Your answer must be the lines from the start of the records through the line with "Target: window on side wall", exactly as written, without the pictures.

(Records excerpted from a collection)

____________

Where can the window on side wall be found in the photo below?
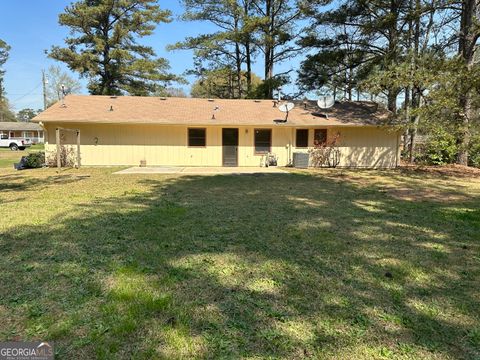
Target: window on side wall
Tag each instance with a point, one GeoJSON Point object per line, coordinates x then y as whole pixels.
{"type": "Point", "coordinates": [197, 137]}
{"type": "Point", "coordinates": [320, 137]}
{"type": "Point", "coordinates": [263, 141]}
{"type": "Point", "coordinates": [301, 138]}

____________

- [Written solution]:
Where can the window on side wall be found in the photo below?
Target: window on side wall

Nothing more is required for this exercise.